» PROVIDED MATERIAL
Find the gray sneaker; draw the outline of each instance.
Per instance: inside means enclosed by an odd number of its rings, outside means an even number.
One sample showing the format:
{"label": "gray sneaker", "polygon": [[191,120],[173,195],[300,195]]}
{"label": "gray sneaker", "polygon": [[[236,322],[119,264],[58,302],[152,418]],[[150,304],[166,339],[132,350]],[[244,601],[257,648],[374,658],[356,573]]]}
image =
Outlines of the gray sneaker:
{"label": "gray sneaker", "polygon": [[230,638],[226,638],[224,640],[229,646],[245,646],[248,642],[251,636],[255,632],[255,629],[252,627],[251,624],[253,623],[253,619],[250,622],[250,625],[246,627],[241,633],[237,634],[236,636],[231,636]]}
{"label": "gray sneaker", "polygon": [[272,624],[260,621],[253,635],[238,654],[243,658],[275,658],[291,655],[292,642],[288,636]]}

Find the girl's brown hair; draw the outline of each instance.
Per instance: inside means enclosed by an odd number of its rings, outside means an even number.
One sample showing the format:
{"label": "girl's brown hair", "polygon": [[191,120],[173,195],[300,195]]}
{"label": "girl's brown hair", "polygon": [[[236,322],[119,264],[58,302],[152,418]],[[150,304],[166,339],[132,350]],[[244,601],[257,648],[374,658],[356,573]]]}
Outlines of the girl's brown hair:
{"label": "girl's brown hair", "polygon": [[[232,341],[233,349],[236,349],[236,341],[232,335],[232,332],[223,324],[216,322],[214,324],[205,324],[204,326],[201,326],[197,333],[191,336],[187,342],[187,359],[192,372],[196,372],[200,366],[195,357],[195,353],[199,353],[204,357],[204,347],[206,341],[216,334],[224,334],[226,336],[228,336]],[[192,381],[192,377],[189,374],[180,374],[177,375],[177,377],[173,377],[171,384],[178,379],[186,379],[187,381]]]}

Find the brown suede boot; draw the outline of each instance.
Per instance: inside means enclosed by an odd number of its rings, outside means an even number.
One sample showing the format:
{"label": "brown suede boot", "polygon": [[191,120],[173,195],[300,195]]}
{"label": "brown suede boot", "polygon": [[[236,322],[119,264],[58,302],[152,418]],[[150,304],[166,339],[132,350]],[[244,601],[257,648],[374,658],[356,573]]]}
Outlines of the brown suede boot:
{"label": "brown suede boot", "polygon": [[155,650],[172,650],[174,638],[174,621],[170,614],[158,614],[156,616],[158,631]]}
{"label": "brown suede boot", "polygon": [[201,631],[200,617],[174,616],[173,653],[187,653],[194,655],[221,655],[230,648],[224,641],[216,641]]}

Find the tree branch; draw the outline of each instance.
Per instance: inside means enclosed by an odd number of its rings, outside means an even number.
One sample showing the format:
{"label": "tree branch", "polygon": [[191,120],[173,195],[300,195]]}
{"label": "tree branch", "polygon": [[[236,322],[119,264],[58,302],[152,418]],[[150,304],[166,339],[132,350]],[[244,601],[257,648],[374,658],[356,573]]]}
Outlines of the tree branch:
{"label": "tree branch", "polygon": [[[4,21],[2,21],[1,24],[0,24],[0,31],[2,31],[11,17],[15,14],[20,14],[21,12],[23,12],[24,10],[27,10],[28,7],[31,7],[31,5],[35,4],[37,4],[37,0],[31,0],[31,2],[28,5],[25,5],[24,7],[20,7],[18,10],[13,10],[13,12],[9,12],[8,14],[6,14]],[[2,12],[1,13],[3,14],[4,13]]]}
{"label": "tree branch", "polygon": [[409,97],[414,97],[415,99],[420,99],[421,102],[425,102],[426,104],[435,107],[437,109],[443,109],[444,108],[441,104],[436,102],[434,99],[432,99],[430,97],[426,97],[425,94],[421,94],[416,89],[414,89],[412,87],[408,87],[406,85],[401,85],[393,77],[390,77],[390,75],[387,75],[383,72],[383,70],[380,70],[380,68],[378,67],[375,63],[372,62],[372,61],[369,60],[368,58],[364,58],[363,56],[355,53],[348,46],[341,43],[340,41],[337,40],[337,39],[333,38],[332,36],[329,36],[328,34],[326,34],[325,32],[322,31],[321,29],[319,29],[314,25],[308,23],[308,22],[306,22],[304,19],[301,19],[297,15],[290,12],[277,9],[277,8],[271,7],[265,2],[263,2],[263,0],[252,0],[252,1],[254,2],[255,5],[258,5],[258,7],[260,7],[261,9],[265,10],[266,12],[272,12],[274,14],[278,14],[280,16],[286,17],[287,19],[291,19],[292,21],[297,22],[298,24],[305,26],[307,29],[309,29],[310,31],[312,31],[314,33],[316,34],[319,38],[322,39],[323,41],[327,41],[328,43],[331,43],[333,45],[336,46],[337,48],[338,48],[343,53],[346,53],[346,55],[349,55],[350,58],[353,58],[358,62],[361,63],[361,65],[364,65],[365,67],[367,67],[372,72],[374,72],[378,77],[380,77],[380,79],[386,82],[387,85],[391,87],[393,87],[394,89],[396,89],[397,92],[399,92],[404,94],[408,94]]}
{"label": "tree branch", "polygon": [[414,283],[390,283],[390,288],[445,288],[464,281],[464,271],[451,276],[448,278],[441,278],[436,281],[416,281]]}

» PROBLEM TO SOLVE
Please rewrite all of the records above, replacing "instance" with "object" and leaving everything else as it is.

» WRITTEN REPLY
Find the gray sneaker; draw the outline of each object.
Per object: inside means enclosed by an odd number of its rings, outside means an even number.
One sample showing the format:
{"label": "gray sneaker", "polygon": [[191,120],[173,195],[300,195]]}
{"label": "gray sneaker", "polygon": [[[236,322],[119,264],[58,302],[152,418]],[[150,304],[166,339],[132,350]],[[244,601],[257,648],[374,658],[356,573]]]}
image =
Outlines of the gray sneaker:
{"label": "gray sneaker", "polygon": [[230,638],[226,638],[224,640],[229,646],[245,646],[248,642],[251,636],[255,632],[255,629],[252,627],[251,624],[253,623],[253,619],[250,622],[250,625],[246,627],[241,633],[237,634],[236,636],[231,636]]}
{"label": "gray sneaker", "polygon": [[272,624],[260,621],[253,635],[238,654],[243,658],[275,658],[291,655],[292,642],[288,636]]}

Find the girl's brown hair; draw the outline of each object.
Per object: inside means enclosed by an odd number of its rings, outside means an even number.
One sample showing the format:
{"label": "girl's brown hair", "polygon": [[191,120],[173,195],[300,195]]}
{"label": "girl's brown hair", "polygon": [[[236,322],[119,264],[58,302],[152,418]],[[150,304],[166,339],[132,350]],[[244,601],[257,648],[374,658],[356,573]]]}
Outlines of the girl's brown hair:
{"label": "girl's brown hair", "polygon": [[[232,341],[233,349],[236,349],[236,341],[232,335],[232,332],[223,324],[216,322],[214,324],[205,324],[204,326],[201,326],[197,333],[191,336],[187,342],[187,359],[192,372],[196,372],[200,366],[195,357],[195,353],[199,353],[204,357],[204,347],[206,341],[216,334],[224,334],[226,336],[228,336]],[[192,381],[192,377],[189,374],[180,374],[177,375],[177,377],[173,377],[171,384],[178,379],[186,379],[187,381]]]}

Find the brown suede boot; draw the outline of each object.
Per object: inside means enclosed by an odd number of its rings, outside means an even number.
One sample showing the format:
{"label": "brown suede boot", "polygon": [[191,120],[173,195],[300,195]]}
{"label": "brown suede boot", "polygon": [[[236,322],[119,264],[58,302],[152,418]],[[150,304],[166,339],[132,350]],[[244,601],[257,648],[374,658],[356,573]]]}
Outlines of the brown suede boot:
{"label": "brown suede boot", "polygon": [[155,650],[172,650],[174,638],[174,621],[170,614],[158,614],[156,616],[158,631]]}
{"label": "brown suede boot", "polygon": [[201,631],[200,617],[174,616],[173,653],[187,653],[194,655],[221,655],[230,648],[224,641],[216,641]]}

Find the tree branch; draw the outline of each object.
Per object: inside means enclosed by an odd number of its rings, outside means an even number.
One sample showing the format:
{"label": "tree branch", "polygon": [[191,120],[173,195],[300,195]]}
{"label": "tree branch", "polygon": [[[236,322],[119,264],[58,302],[152,418]],[[150,304],[166,339],[132,350]],[[244,601],[257,648],[374,658],[356,573]]]}
Outlines of the tree branch:
{"label": "tree branch", "polygon": [[[4,21],[2,21],[1,24],[0,24],[0,31],[2,31],[11,17],[15,14],[20,14],[21,12],[23,12],[24,10],[27,10],[28,7],[31,7],[31,5],[35,4],[37,4],[37,0],[31,0],[31,2],[28,5],[25,5],[24,7],[20,7],[18,10],[13,10],[13,12],[9,12],[8,14],[6,14]],[[2,12],[1,13],[3,14],[4,13]]]}
{"label": "tree branch", "polygon": [[409,97],[414,97],[415,99],[420,99],[421,102],[425,102],[426,104],[435,107],[437,109],[443,109],[444,108],[441,104],[436,102],[434,99],[432,99],[430,97],[426,97],[425,94],[421,94],[416,89],[414,89],[412,87],[408,87],[406,85],[401,85],[393,77],[390,77],[390,75],[387,75],[383,72],[383,70],[380,70],[380,68],[378,67],[375,63],[372,62],[372,61],[369,60],[368,58],[364,58],[363,56],[355,53],[348,46],[341,43],[340,41],[337,40],[337,39],[333,38],[332,36],[329,36],[328,34],[326,34],[325,32],[322,31],[321,29],[319,29],[314,25],[308,23],[308,22],[306,22],[304,19],[301,19],[297,15],[290,12],[277,9],[277,8],[271,7],[265,2],[263,2],[263,0],[252,0],[252,1],[254,2],[255,5],[258,5],[258,7],[260,7],[261,9],[265,10],[266,12],[272,12],[274,14],[278,14],[280,16],[286,17],[287,19],[291,19],[292,21],[297,22],[298,24],[305,26],[307,29],[309,29],[310,31],[312,31],[314,33],[316,34],[319,38],[322,39],[323,41],[327,41],[328,43],[331,43],[333,45],[336,46],[337,48],[338,48],[343,53],[346,53],[346,55],[349,55],[350,58],[353,58],[358,62],[361,63],[361,65],[364,65],[365,67],[367,67],[372,72],[374,72],[378,77],[380,77],[380,79],[386,82],[387,85],[391,87],[393,87],[394,89],[396,89],[397,92],[399,92],[404,94],[408,94]]}
{"label": "tree branch", "polygon": [[414,283],[390,283],[390,288],[445,288],[464,281],[464,271],[451,276],[448,278],[441,278],[436,281],[416,281]]}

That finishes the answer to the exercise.